## INSTRUCTION 1
List every dollar amount that appears in the offering text below.

## TEXT SECTION
□ □ □

We intend to use substantially all of the net proceeds from the Offering to directly or indirectly acquire, own, operate and selectively develop well-located “core” and “core-plus” multifamily properties in large cities and suburban markets of large cities, primarily in the Southeastern and Southwestern United States. We intend to also originate preferred equity investments with operators of well-located “core” and “core-plus” multifamily properties. We may also seek to invest in multifamily housing debt and mezzanine debt, and common and preferred stock of both publicly traded and private real estate companies. As of December 31, 2016, we owned a 95% interest in one multifamily property, which we acquired for approximately $39.6 million, and had one preferred equity investment of $5.25 million in a multifamily property. These investments were acquired through the issuance of $4.0 million of our Class A common stock, $2.2 million in proceeds from the Offering, and $38.6 million in secured financings.

Share Repurchase Program

In order to provide stockholders with the benefit of some interim liquidity, the Board has adopted a share repurchase program that will enable stockholders the opportunity to potentially sell their shares back to us, subject to the conditions and limitations in the share repurchase program. Neither the Sponsor, the Advisor, the directors nor their respective affiliates will receive a fee on any share repurchases. The terms of the share repurchase program are more flexible in cases involving the death or qualifying disability (as determined by the applicable governmental agency), of a stockholder.

□ □ □

## DATA LISTING

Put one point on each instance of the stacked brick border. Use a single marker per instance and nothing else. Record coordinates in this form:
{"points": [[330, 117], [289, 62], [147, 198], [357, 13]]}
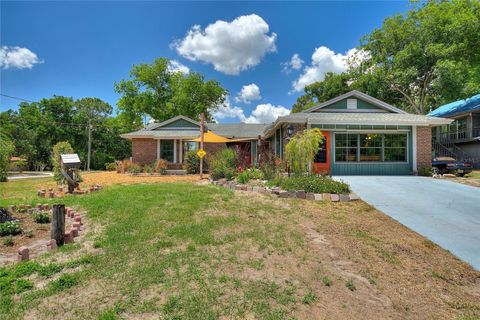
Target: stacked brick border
{"points": [[300, 194], [23, 252]]}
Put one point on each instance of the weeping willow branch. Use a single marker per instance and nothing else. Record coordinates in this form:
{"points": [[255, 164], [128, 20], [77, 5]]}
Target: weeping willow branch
{"points": [[301, 149]]}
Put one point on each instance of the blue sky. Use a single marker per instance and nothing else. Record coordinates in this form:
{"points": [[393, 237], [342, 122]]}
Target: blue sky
{"points": [[80, 49]]}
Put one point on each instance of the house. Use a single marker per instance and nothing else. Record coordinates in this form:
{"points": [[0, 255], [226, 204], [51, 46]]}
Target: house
{"points": [[461, 138], [363, 136]]}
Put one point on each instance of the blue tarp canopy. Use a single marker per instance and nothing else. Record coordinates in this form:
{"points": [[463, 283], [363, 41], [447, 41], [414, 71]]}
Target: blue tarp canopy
{"points": [[457, 107]]}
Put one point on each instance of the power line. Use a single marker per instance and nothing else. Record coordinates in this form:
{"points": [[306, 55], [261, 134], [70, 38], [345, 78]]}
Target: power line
{"points": [[17, 98]]}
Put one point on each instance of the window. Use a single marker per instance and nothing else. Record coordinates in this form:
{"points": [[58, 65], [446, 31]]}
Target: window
{"points": [[395, 147], [166, 150], [346, 147], [189, 146], [371, 147]]}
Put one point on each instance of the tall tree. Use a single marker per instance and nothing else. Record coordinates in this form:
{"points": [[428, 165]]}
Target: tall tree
{"points": [[417, 61], [154, 90], [430, 55]]}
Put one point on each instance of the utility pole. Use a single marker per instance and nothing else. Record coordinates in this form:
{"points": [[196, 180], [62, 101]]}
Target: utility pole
{"points": [[89, 143], [202, 129]]}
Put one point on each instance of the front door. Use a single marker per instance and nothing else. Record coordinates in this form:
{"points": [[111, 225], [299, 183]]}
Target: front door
{"points": [[321, 162]]}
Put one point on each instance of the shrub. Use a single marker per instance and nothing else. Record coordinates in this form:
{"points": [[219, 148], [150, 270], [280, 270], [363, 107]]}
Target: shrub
{"points": [[161, 166], [243, 177], [222, 164], [149, 168], [134, 168], [301, 149], [249, 174], [10, 228], [8, 241], [111, 166], [311, 183], [41, 217], [192, 162]]}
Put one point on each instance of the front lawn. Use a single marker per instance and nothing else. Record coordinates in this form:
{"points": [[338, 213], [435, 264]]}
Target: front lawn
{"points": [[188, 251]]}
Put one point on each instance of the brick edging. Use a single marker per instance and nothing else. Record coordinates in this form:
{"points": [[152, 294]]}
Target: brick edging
{"points": [[276, 191]]}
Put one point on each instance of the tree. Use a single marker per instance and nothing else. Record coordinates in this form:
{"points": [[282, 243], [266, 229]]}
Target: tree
{"points": [[429, 56], [301, 149], [154, 90], [93, 110], [7, 148], [422, 59]]}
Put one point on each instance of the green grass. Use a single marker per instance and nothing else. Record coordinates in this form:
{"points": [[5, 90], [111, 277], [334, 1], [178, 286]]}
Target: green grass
{"points": [[167, 236]]}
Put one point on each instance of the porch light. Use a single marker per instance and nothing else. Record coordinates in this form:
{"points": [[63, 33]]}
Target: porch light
{"points": [[290, 130]]}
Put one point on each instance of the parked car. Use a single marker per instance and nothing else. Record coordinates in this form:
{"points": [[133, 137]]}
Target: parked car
{"points": [[442, 165]]}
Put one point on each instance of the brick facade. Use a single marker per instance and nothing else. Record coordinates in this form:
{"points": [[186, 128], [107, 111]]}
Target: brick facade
{"points": [[144, 151], [424, 148]]}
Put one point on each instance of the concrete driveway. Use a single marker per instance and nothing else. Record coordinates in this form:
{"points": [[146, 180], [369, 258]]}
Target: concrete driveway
{"points": [[446, 212]]}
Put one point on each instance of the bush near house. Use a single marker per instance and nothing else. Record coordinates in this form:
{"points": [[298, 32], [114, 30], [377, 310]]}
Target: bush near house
{"points": [[222, 164], [192, 163], [161, 166], [311, 183]]}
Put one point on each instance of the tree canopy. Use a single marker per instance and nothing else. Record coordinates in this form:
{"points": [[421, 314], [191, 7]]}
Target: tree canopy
{"points": [[157, 91], [417, 61]]}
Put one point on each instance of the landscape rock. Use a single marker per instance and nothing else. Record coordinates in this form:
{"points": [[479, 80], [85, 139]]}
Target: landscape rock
{"points": [[317, 197], [301, 194]]}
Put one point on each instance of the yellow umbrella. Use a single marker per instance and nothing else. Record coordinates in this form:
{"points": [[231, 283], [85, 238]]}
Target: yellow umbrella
{"points": [[211, 137]]}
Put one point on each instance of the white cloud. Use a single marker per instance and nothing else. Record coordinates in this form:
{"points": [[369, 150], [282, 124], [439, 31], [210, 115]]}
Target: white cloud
{"points": [[295, 63], [249, 93], [175, 66], [325, 60], [267, 113], [263, 113], [230, 47], [17, 57]]}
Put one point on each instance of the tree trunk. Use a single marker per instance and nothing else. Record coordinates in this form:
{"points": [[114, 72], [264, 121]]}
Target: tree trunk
{"points": [[58, 224]]}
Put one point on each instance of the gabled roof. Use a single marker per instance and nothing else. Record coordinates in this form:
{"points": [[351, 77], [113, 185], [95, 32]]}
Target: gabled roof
{"points": [[359, 95], [457, 107]]}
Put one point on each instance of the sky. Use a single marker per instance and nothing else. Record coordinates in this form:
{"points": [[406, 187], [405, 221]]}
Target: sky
{"points": [[263, 53]]}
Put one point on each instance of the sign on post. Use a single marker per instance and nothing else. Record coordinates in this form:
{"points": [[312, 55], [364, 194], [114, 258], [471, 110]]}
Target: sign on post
{"points": [[201, 153]]}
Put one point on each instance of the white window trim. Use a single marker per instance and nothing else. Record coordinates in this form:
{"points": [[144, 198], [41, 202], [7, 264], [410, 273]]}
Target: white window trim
{"points": [[371, 162]]}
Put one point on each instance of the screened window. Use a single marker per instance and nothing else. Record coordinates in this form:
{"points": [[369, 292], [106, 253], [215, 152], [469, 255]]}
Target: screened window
{"points": [[371, 147], [166, 150], [189, 146], [346, 147]]}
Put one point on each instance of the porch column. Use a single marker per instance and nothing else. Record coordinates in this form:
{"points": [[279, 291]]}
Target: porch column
{"points": [[175, 151], [181, 151], [414, 148]]}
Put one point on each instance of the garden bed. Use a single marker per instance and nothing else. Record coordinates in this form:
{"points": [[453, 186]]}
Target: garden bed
{"points": [[34, 233]]}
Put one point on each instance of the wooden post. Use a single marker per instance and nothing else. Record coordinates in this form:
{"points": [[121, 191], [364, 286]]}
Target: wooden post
{"points": [[202, 130], [58, 224]]}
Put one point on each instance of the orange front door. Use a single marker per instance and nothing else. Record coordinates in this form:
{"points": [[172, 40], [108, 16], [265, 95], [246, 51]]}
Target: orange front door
{"points": [[321, 163]]}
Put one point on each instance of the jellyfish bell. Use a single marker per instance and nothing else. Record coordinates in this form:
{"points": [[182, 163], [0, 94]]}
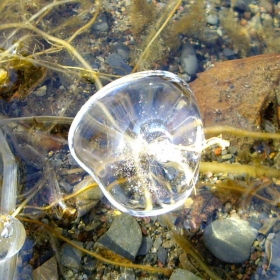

□ □ □

## INSTRUCTION 2
In the rows above, count the lines that contain the string "door", with case counting. Reply with the number alone.

## EXERCISE RESPONSE 1
$39.6 million, $5.25 million, $4.0 million, $2.2 million, $38.6 million

## EXERCISE RESPONSE 2
4